→ **RECORDS**:

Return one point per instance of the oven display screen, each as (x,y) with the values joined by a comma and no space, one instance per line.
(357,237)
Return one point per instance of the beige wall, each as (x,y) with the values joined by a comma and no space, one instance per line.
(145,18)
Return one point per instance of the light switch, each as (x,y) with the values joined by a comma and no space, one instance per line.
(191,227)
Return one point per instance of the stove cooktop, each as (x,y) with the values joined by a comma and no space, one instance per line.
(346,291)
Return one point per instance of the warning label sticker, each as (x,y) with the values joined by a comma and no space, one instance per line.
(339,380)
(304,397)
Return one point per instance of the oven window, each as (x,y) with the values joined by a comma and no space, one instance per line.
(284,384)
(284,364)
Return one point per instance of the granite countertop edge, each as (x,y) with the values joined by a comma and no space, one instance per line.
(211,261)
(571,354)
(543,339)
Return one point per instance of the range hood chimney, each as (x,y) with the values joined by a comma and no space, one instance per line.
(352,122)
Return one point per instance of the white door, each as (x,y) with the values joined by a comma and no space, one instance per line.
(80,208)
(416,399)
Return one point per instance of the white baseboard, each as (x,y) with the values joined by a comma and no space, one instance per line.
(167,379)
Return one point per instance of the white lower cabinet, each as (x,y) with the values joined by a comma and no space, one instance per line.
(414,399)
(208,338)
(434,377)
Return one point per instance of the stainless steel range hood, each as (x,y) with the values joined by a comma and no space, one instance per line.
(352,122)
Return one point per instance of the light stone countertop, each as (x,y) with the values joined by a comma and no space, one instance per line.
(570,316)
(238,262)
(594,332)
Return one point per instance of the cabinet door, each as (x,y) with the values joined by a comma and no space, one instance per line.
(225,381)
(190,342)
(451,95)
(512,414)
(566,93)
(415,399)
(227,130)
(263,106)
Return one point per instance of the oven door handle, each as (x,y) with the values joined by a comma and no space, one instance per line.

→ **WRITTEN INSTRUCTION**:
Can you arrange the rows above as a numbered list, starting with the line containing "Return one point per instance of the white door, each" and going on through the last row, with blank lines left out?

→ **TASK ANSWER**:
1. Return one point per instance of the white door, each as (x,y) with the values joined by a comma and no space, one instance per line.
2. (80,208)
3. (416,399)
4. Return one point per instance of the white baseboard, each as (x,y) with the values joined by a comma and no space, one instance per line.
5. (167,379)
6. Return one point per instance of the white lower cabinet, each as (x,y) with the values joined by a comma and no space, one instance per line.
7. (414,399)
8. (208,338)
9. (434,377)
10. Return one point per instance of the stainless steel range hood, each as (x,y) with the values joined by a comma and no space, one instance per line.
11. (352,122)
12. Return one point per instance of the light stone countertop, each as (x,y) with the values joined by a comma and no space, one instance per line.
13. (570,316)
14. (238,262)
15. (594,332)
16. Return one point per instance of the cabinet door, each as (x,y) with the values joined by a comma and no space, one instance per line.
17. (225,381)
18. (190,342)
19. (451,95)
20. (512,414)
21. (566,93)
22. (415,399)
23. (227,130)
24. (263,106)
25. Return one point per instance of the oven door handle, each as (x,y) with the values joined by a comma and no space, one instance per line.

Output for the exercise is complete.